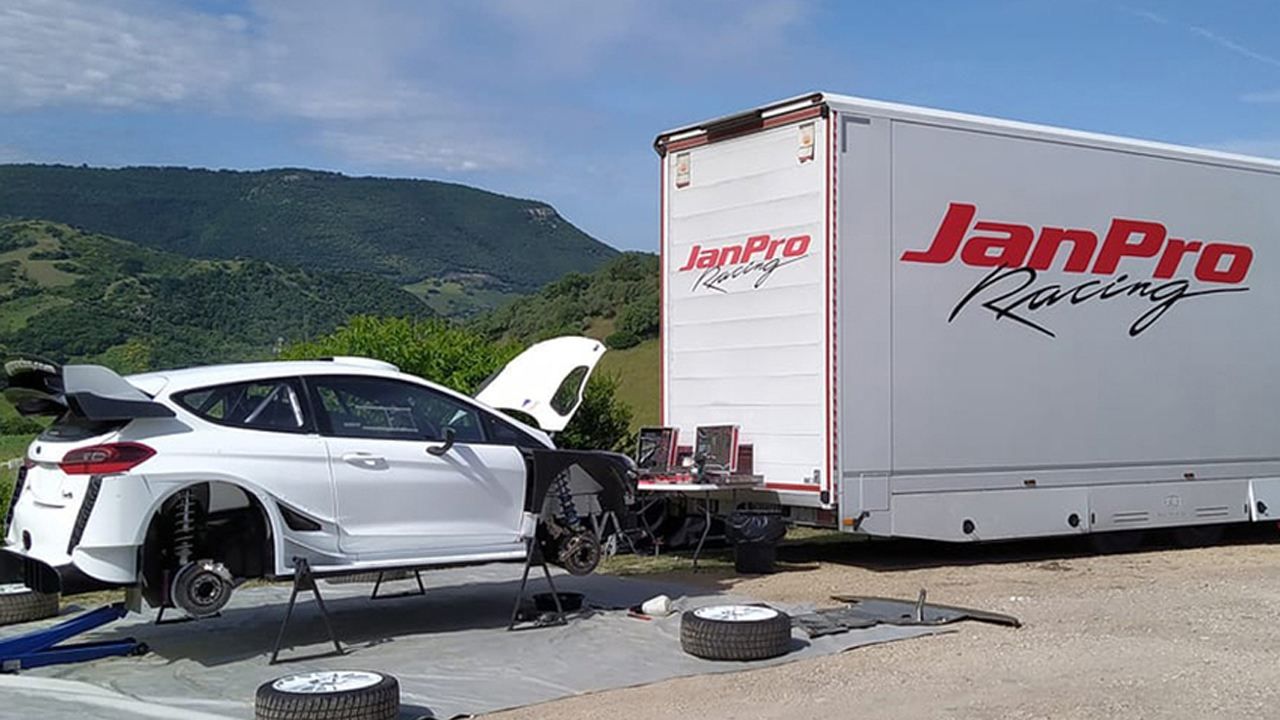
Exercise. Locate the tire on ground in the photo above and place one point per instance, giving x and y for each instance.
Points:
(332, 695)
(735, 632)
(19, 604)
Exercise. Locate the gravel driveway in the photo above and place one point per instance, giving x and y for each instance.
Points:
(1162, 633)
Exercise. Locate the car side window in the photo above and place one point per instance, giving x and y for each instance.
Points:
(376, 408)
(504, 433)
(260, 405)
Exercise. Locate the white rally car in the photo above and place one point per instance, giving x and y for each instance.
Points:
(184, 483)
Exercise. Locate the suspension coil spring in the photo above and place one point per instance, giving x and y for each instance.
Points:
(184, 527)
(568, 510)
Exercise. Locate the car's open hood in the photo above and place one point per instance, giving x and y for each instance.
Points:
(545, 382)
(40, 387)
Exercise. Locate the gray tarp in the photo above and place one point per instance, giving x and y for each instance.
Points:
(449, 650)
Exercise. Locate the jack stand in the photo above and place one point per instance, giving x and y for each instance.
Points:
(40, 647)
(421, 589)
(535, 555)
(305, 580)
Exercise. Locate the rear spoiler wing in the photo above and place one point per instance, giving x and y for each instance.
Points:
(39, 387)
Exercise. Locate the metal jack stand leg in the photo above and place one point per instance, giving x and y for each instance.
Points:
(40, 647)
(304, 580)
(535, 555)
(417, 574)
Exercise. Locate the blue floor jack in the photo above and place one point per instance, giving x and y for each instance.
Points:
(40, 647)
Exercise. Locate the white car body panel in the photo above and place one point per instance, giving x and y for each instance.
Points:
(529, 382)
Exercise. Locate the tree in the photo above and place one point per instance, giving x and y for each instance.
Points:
(432, 349)
(602, 422)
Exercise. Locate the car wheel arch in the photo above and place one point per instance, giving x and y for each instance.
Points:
(154, 531)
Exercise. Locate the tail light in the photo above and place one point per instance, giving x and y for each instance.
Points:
(105, 459)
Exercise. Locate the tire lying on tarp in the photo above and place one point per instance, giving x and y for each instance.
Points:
(19, 604)
(735, 632)
(329, 695)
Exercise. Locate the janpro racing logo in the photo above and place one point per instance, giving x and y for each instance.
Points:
(1018, 254)
(755, 259)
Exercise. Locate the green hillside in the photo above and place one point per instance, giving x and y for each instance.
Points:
(617, 304)
(401, 229)
(636, 369)
(68, 294)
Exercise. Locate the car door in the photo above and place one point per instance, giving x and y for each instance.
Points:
(394, 497)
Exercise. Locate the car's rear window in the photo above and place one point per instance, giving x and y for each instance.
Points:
(72, 428)
(261, 405)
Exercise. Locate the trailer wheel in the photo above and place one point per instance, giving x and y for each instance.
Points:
(19, 604)
(329, 695)
(735, 632)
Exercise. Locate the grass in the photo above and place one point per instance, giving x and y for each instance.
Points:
(16, 313)
(42, 272)
(636, 369)
(460, 296)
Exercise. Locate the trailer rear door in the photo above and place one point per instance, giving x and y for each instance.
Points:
(746, 290)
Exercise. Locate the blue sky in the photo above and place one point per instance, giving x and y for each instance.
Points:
(561, 99)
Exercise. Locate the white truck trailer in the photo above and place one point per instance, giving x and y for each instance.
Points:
(940, 326)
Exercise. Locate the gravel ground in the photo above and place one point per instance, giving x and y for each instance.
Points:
(1161, 633)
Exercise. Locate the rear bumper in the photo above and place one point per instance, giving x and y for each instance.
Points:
(41, 577)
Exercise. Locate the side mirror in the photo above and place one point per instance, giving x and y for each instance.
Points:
(438, 450)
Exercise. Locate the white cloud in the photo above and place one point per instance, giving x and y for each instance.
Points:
(1262, 98)
(1256, 146)
(412, 86)
(60, 53)
(1244, 51)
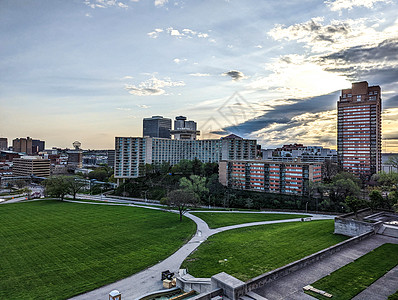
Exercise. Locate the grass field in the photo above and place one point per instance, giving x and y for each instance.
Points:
(54, 250)
(353, 278)
(248, 252)
(393, 296)
(216, 220)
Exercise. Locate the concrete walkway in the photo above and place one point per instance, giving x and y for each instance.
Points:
(148, 280)
(291, 286)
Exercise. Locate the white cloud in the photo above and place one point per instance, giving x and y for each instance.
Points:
(152, 87)
(200, 74)
(161, 2)
(178, 33)
(294, 75)
(143, 106)
(235, 75)
(337, 5)
(105, 3)
(154, 34)
(178, 60)
(331, 37)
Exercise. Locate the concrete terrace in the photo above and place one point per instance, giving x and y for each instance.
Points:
(148, 280)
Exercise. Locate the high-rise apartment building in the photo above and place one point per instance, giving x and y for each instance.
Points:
(23, 145)
(37, 146)
(3, 144)
(270, 176)
(31, 165)
(133, 152)
(359, 129)
(157, 126)
(184, 130)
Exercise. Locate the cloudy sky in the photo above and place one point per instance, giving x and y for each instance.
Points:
(90, 70)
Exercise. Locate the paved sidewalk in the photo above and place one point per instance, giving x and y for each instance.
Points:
(291, 286)
(381, 288)
(148, 280)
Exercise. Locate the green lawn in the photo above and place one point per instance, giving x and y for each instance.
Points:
(353, 278)
(393, 296)
(252, 251)
(54, 250)
(216, 220)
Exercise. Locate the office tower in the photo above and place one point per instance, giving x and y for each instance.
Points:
(37, 146)
(184, 130)
(3, 144)
(157, 126)
(359, 130)
(23, 145)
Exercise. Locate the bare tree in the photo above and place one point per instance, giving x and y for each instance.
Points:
(182, 200)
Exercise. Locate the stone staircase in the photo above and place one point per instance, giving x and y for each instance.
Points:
(388, 230)
(252, 296)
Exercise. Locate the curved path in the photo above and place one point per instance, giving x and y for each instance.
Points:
(148, 280)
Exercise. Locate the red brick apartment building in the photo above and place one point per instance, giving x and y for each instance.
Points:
(359, 129)
(270, 176)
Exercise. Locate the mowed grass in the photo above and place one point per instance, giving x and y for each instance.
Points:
(54, 250)
(355, 277)
(251, 251)
(221, 219)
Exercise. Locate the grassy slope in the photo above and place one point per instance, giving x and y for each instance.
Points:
(216, 220)
(253, 251)
(54, 250)
(353, 278)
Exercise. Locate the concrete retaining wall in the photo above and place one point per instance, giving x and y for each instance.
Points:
(299, 264)
(234, 288)
(188, 283)
(351, 227)
(209, 295)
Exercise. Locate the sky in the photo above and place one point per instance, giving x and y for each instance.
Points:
(90, 70)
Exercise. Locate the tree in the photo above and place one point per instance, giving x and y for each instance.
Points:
(75, 185)
(182, 200)
(329, 170)
(195, 184)
(57, 186)
(393, 161)
(376, 200)
(354, 204)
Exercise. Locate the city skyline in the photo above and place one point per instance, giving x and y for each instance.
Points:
(90, 70)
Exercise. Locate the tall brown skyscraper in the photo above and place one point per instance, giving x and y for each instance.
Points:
(359, 129)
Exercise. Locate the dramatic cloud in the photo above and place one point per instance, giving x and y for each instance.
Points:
(336, 5)
(143, 106)
(200, 74)
(161, 2)
(152, 87)
(293, 75)
(180, 60)
(377, 63)
(235, 75)
(105, 3)
(178, 33)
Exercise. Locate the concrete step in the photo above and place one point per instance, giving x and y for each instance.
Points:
(391, 231)
(255, 296)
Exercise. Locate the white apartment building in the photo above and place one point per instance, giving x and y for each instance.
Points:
(132, 152)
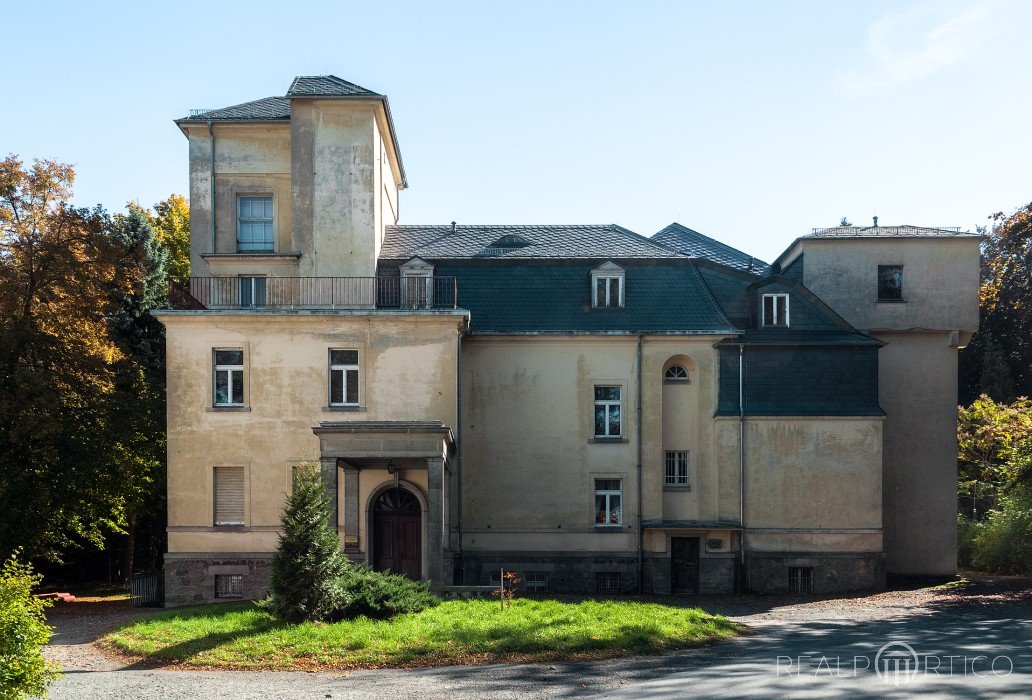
§
# [Objective]
Rewrite the part that opens with the line containing "Exercise. Locate the dramatic" and runs through the last of the lines, replacing "concrete step" with "stone step" and changing nothing else. Leave the pictures out of the answer.

# [Solution for this problem]
Exercise. Locate the dramatic cloud in the photo above and place one point per instance, giving x and y for each instance.
Points:
(336, 5)
(143, 106)
(200, 74)
(161, 2)
(152, 87)
(293, 75)
(180, 60)
(377, 63)
(235, 75)
(105, 3)
(178, 33)
Exercise. Locate the stone step in the photo above and place one point per instance, giving x and y for each instance.
Points:
(391, 231)
(255, 296)
Exercise. Locate the white apartment building in the photo above and place one point per instance, giving x and y for each instance.
Points:
(132, 152)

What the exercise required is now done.